== Texte présenté ==

##############################

Les premières métropoles
Dans les premiers chapitres, Ben Wilson retrace les origines des premières métropoles. C’est aux alentours de 5000 avant J.-C. en Mésopotamie que s’est développée la première ville, Uruk. Les récents changements climatiques ont récemment aidé à repenser les ruines de cette ville et la planification d’autres centres urbains anciens. Selon Ben Wilson, Uruk était un palimpseste, c’est-à-dire une accumulation d’époques construites les unes sur les autres. Son architecture remarquable était principalement constituée d’édifices religieux. C’est également dans cette ville qu’ont été inventés le premier système de chiffres, les premières techniques de production de masse ainsi que l’écriture cunéiforme. Pour son côté plus sombre, l’archéologie atteste également de la présence d’esclaves à l’intérieur des enceintes de la ville.
L’auteur met en lumière les découvertes archéologiques relativement récentes des grandes villes de la civilisation Harappan, vers 2600 avant J.-C., dans la vallée de l’Indus dans l’actuel Pakistan. Ces villes étaient si propres que Ben Wilson suppose qu’elles pourraient avoir servi de base historique à l’histoire du jardin d’Eden. À contrario, Babylone est présentée comme la « ville du péché originel » qui regorgeait d’aspects peu recommandables de l’urbanité, décriés depuis au moins 2000 ans av. J.-C.

##############################

Enregistrements sources:
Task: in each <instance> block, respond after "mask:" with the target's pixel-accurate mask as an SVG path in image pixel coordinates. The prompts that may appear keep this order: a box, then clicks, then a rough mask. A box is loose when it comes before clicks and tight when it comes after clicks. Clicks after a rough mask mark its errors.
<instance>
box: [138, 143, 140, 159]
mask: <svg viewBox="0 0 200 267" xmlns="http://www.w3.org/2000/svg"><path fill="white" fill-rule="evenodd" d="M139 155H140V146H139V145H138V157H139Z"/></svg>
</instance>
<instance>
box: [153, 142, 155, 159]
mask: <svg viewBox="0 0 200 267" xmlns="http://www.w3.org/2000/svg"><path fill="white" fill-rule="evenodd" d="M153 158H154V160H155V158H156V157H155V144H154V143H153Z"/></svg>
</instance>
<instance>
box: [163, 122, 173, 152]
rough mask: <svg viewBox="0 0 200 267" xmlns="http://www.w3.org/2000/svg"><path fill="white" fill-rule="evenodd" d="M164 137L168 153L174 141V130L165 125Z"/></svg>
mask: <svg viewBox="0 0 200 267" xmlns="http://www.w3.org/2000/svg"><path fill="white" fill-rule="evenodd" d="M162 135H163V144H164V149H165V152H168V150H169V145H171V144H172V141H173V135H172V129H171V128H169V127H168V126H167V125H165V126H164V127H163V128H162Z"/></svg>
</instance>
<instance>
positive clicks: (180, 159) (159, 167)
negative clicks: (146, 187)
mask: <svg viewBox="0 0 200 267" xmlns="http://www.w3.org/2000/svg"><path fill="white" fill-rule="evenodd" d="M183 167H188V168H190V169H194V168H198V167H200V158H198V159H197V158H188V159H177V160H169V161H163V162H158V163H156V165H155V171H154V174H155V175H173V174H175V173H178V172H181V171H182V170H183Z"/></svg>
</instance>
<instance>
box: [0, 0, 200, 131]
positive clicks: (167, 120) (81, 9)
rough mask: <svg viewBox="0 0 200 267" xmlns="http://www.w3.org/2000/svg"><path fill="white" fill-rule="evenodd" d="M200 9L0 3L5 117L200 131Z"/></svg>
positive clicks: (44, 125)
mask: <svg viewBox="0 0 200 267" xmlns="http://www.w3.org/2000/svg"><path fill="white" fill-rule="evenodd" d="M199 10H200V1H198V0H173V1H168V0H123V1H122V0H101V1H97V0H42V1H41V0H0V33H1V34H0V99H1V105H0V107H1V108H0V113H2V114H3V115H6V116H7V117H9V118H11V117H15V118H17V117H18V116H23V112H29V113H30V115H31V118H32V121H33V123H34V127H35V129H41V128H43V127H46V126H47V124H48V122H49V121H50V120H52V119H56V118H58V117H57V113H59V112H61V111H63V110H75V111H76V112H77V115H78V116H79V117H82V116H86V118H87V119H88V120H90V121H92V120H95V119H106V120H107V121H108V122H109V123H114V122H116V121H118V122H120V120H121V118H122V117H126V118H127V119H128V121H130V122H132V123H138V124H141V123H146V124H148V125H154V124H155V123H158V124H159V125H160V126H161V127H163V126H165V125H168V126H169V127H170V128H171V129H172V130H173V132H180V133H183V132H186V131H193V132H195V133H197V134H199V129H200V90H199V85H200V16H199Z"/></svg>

##############################

== Consigne ==
Recopiez mot pour mot, s'il vous plaît, l'intégralité du texte ci-dessus sur les premières métropoles.

== Travail réalisé ==
Les premières métropoles
Dans les premiers chapitres, Ben Wilson retrace les origines des premières métropoles. C’est aux alentours de 5000 avant J.-C. en Mésopotamie que s’est développée la première ville, Uruk. Les récents changements climatiques ont récemment aidé à repenser les ruines de cette ville et la planification d’autres centres urbains anciens. Selon Ben Wilson, Uruk était un palimpseste, c’est-à-dire une accumulation d’époques construites les unes sur les autres. Son architecture remarquable était principalement constituée d’édifices religieux. C’est également dans cette ville qu’ont été inventés le premier système de chiffres, les premières techniques de production de masse ainsi que l’écriture cunéiforme. Pour son côté plus sombre, l’archéologie atteste également de la présence d’esclaves à l’intérieur des enceintes de la ville.
L’auteur met en lumière les découvertes archéologiques relativement récentes des grandes villes de la civilisation Harappan, vers 2600 avant J.-C., dans la vallée de l’Indus dans l’actuel Pakistan. Ces villes étaient si propres que Ben Wilson suppose qu’elles pourraient avoir servi de base historique à l’histoire du jardin d’Eden. À contrario, Babylone est présentée comme la « ville du péché originel » qui regorgeait d’aspects peu recommandables de l’urbanité, décriés depuis au moins 2000 ans av. J.-C.